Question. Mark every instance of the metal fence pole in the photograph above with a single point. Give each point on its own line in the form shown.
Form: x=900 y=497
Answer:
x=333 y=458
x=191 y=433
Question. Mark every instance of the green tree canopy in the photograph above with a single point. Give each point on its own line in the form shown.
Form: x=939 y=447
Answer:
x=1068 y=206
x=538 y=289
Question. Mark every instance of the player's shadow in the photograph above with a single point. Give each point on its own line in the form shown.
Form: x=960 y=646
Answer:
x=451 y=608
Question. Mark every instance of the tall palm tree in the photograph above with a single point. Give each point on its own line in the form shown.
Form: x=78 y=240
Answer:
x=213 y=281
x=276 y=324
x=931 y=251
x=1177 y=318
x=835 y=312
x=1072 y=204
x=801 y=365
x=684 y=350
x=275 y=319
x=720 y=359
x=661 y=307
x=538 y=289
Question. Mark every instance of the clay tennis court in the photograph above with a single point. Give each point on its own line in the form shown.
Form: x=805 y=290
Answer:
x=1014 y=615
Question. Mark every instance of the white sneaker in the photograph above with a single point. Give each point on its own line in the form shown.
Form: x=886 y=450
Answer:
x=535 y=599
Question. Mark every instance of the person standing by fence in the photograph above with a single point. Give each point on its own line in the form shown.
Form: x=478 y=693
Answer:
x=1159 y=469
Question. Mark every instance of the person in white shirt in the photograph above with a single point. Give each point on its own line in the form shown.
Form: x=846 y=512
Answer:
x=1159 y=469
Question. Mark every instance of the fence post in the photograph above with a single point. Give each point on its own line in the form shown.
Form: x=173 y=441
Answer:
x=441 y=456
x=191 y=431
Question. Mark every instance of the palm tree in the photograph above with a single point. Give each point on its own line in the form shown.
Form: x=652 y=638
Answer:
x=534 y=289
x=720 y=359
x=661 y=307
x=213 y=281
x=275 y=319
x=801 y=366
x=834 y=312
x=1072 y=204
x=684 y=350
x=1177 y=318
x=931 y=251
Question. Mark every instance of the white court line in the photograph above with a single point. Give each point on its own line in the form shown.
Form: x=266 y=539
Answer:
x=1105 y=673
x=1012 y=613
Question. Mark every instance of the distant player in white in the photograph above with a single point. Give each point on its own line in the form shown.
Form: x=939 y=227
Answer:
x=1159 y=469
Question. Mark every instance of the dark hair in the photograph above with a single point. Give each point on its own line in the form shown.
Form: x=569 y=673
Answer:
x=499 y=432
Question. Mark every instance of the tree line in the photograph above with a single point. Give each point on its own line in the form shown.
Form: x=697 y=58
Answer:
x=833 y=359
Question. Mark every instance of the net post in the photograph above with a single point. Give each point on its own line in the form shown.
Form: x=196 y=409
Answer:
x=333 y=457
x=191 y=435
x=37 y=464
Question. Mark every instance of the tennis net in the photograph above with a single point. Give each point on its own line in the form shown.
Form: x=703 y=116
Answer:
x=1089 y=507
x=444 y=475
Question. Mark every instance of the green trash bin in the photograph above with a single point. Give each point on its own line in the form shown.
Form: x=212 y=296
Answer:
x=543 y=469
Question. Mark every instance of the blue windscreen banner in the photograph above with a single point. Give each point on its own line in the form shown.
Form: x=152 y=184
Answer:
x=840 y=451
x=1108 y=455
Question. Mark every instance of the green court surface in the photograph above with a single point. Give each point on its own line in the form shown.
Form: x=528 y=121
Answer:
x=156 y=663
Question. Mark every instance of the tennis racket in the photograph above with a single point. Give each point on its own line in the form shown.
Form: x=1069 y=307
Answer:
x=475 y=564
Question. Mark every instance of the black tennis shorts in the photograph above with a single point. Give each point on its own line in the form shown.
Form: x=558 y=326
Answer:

= = = = =

• _GOAL_: Copy only the stretch running from the line containing "Question. Mark every instance of the blue" to the final line of the entries, both ends included, exactly as it stands.

• _SOLUTION_:
Question. Mark every instance of the blue windscreen banner in the photograph above with a single point. Give each point on its own line in the form shown.
Form: x=152 y=184
Answer:
x=840 y=451
x=1108 y=455
Question. Mark every instance of the green court surface in the photograph above with a single point. Give each point on its own line in the form shown.
Form: x=528 y=121
Answer:
x=156 y=663
Question. Mark every instance of the tennis racket in the photograph above with a single point. Give each point on its own line in the form shown.
Form: x=1069 y=307
Answer:
x=475 y=564
Question. Mark every instance of the black tennis shorts in the photograph above with a single point. Give each point on its own line in the form shown.
Form: x=558 y=326
Answer:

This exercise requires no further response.